Photo-based point labeling lines
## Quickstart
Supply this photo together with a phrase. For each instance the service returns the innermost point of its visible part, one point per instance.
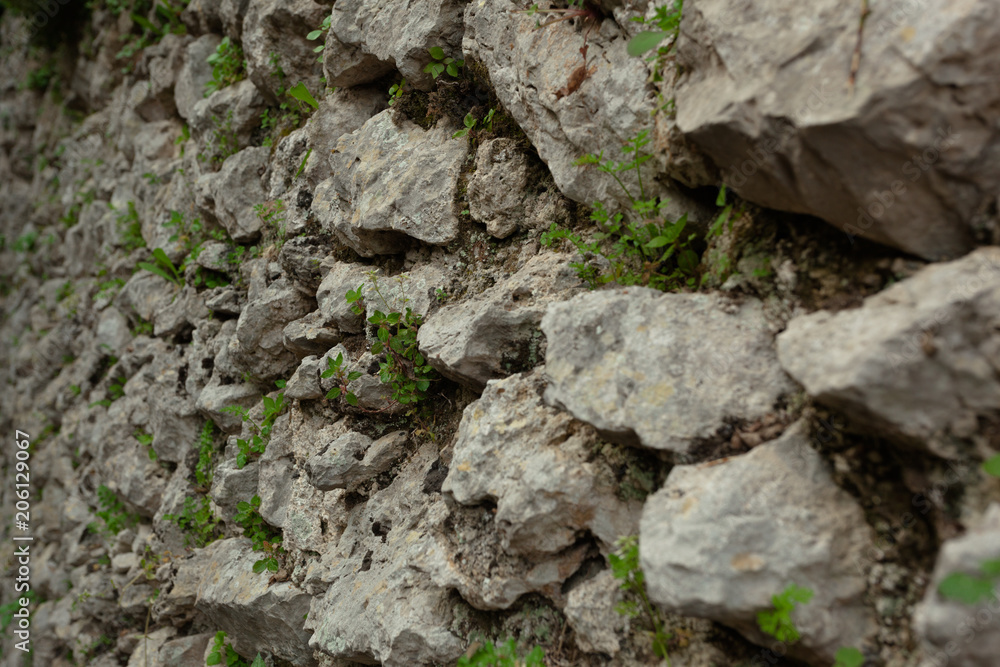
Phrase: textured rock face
(532, 459)
(370, 38)
(480, 339)
(664, 388)
(780, 120)
(917, 361)
(773, 517)
(964, 635)
(392, 181)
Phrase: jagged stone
(485, 337)
(788, 130)
(353, 459)
(917, 362)
(231, 194)
(274, 29)
(718, 541)
(611, 363)
(939, 620)
(533, 461)
(258, 347)
(391, 182)
(370, 38)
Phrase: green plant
(504, 655)
(625, 568)
(777, 621)
(848, 656)
(201, 527)
(318, 33)
(113, 512)
(396, 91)
(971, 589)
(667, 21)
(163, 267)
(302, 94)
(146, 440)
(441, 63)
(644, 249)
(342, 378)
(404, 368)
(992, 466)
(260, 433)
(262, 536)
(228, 66)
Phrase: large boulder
(391, 182)
(902, 156)
(720, 539)
(370, 38)
(666, 371)
(917, 362)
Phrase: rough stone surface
(483, 338)
(533, 461)
(780, 119)
(717, 541)
(917, 361)
(941, 621)
(370, 38)
(391, 182)
(664, 388)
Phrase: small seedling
(777, 621)
(625, 568)
(163, 267)
(342, 379)
(441, 64)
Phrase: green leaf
(965, 588)
(992, 466)
(301, 93)
(848, 656)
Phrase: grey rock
(496, 189)
(258, 347)
(189, 89)
(310, 335)
(916, 361)
(332, 296)
(376, 607)
(483, 338)
(280, 27)
(590, 611)
(779, 119)
(391, 182)
(939, 620)
(231, 194)
(530, 70)
(353, 459)
(304, 383)
(611, 363)
(256, 615)
(533, 461)
(719, 540)
(370, 38)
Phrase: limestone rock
(533, 461)
(391, 182)
(661, 370)
(917, 361)
(939, 620)
(370, 38)
(779, 119)
(717, 541)
(484, 337)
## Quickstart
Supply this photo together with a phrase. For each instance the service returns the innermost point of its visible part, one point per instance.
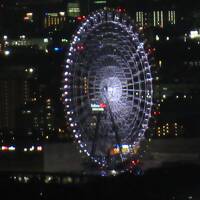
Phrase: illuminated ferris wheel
(107, 88)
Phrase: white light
(32, 148)
(31, 70)
(6, 52)
(39, 148)
(157, 38)
(46, 40)
(62, 13)
(11, 148)
(194, 34)
(72, 125)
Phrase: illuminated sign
(98, 107)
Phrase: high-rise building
(53, 19)
(155, 18)
(15, 90)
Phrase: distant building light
(31, 70)
(64, 40)
(5, 37)
(56, 49)
(4, 148)
(194, 34)
(52, 14)
(29, 14)
(6, 52)
(100, 2)
(39, 148)
(157, 38)
(32, 148)
(62, 13)
(11, 148)
(46, 40)
(22, 36)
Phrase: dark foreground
(170, 182)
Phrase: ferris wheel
(107, 88)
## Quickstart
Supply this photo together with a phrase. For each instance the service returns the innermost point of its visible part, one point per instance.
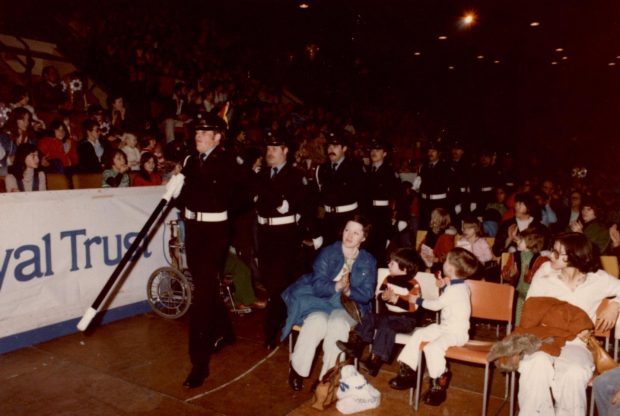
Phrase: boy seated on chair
(455, 306)
(395, 314)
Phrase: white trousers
(565, 376)
(439, 340)
(320, 326)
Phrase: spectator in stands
(115, 176)
(119, 115)
(148, 175)
(590, 224)
(129, 145)
(176, 112)
(97, 113)
(557, 385)
(314, 300)
(91, 150)
(473, 241)
(522, 265)
(439, 239)
(25, 175)
(527, 216)
(58, 149)
(21, 98)
(494, 212)
(48, 94)
(17, 130)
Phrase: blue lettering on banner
(35, 260)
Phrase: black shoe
(295, 380)
(437, 393)
(221, 342)
(354, 347)
(406, 378)
(314, 385)
(196, 377)
(372, 365)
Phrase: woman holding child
(572, 276)
(314, 300)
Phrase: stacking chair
(610, 265)
(489, 301)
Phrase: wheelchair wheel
(169, 292)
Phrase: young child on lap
(394, 315)
(455, 306)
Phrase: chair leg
(513, 380)
(416, 404)
(485, 393)
(290, 346)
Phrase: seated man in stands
(48, 94)
(91, 150)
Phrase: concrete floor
(136, 367)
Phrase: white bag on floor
(354, 393)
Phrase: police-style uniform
(209, 194)
(340, 192)
(283, 208)
(459, 189)
(383, 204)
(484, 179)
(435, 188)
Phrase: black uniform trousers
(333, 225)
(381, 220)
(206, 247)
(278, 258)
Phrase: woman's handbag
(351, 307)
(510, 272)
(602, 360)
(325, 393)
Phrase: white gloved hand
(417, 182)
(174, 186)
(317, 242)
(283, 209)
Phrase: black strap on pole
(83, 324)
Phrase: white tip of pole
(88, 316)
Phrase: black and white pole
(173, 188)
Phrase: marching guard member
(213, 185)
(436, 177)
(283, 208)
(340, 185)
(384, 202)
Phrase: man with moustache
(383, 202)
(340, 184)
(212, 188)
(283, 208)
(436, 177)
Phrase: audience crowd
(160, 78)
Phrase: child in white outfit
(455, 306)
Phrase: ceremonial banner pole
(173, 189)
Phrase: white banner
(58, 248)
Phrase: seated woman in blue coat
(313, 301)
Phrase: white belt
(341, 208)
(289, 219)
(206, 216)
(434, 196)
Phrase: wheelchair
(169, 289)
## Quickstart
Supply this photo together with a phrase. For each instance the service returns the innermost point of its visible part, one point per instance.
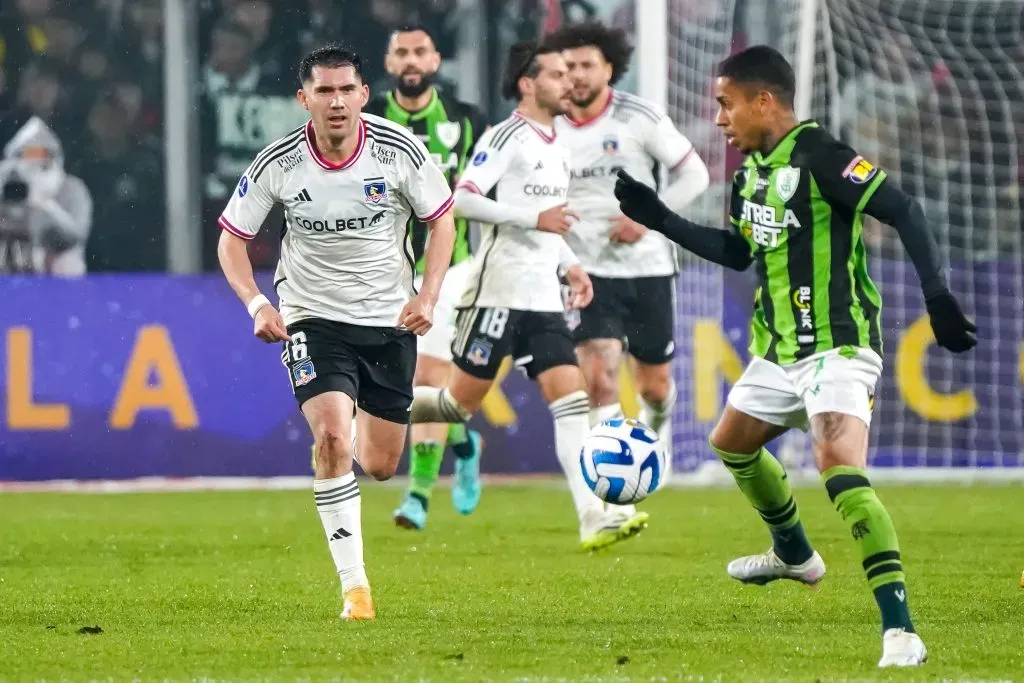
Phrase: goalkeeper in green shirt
(449, 128)
(797, 212)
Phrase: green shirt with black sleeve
(450, 129)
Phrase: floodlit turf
(240, 586)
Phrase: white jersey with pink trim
(344, 253)
(517, 163)
(630, 133)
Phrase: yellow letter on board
(912, 383)
(154, 353)
(23, 413)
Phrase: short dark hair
(613, 43)
(764, 68)
(413, 28)
(331, 55)
(522, 61)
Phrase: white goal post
(933, 91)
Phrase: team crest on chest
(786, 181)
(449, 133)
(375, 190)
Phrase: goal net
(933, 91)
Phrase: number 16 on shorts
(295, 356)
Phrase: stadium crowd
(92, 72)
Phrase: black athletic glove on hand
(953, 331)
(639, 202)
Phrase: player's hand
(418, 315)
(581, 289)
(626, 230)
(639, 202)
(953, 331)
(268, 326)
(556, 219)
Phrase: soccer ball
(623, 461)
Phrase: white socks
(602, 413)
(340, 508)
(571, 414)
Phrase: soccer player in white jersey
(348, 182)
(633, 269)
(513, 302)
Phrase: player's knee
(381, 470)
(656, 387)
(602, 381)
(431, 372)
(333, 445)
(722, 439)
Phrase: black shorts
(537, 341)
(374, 366)
(640, 311)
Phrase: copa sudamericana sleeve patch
(860, 170)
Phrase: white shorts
(437, 342)
(826, 382)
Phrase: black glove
(953, 331)
(639, 202)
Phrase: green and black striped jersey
(449, 128)
(800, 207)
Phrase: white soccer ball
(624, 461)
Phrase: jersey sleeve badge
(859, 171)
(375, 191)
(449, 132)
(786, 182)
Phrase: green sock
(424, 465)
(764, 482)
(870, 525)
(459, 440)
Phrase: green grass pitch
(240, 586)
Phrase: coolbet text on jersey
(517, 266)
(345, 254)
(629, 134)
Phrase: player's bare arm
(581, 288)
(557, 219)
(233, 257)
(642, 204)
(417, 316)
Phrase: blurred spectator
(125, 174)
(23, 32)
(881, 105)
(38, 94)
(272, 54)
(140, 46)
(45, 213)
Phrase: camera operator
(45, 214)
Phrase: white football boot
(900, 648)
(766, 567)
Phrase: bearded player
(633, 269)
(449, 128)
(516, 184)
(797, 212)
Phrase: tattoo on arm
(827, 427)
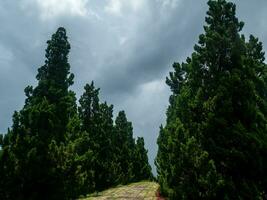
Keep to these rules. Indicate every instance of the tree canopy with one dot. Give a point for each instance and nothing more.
(214, 143)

SHORT TASK: Rewrite the stretch from the line that contains "Phrase: tattoo on arm" through the end of the lines, keeping every request, but offset each coordinate in the answers by adding 145 to it. Leave the pictures out of your answer.

CORRECT ANSWER:
Phrase: tattoo on arm
(972, 572)
Keep to these rules. Indicate every instance of the tree canopy with one dot. Give a point for each instance and nothing more.
(359, 288)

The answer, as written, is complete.